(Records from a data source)
=== Section Start ===

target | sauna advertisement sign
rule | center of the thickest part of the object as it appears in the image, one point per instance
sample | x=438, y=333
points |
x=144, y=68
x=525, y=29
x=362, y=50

=== Section End ===

WORK ITEM: Every entry above needs to be duplicated exactly.

WRITTEN RESPONSE:
target | sauna advertisement sign
rule | center of the thickest part of the object as it appears in the image, one point per instance
sample | x=438, y=333
points |
x=144, y=68
x=525, y=29
x=362, y=50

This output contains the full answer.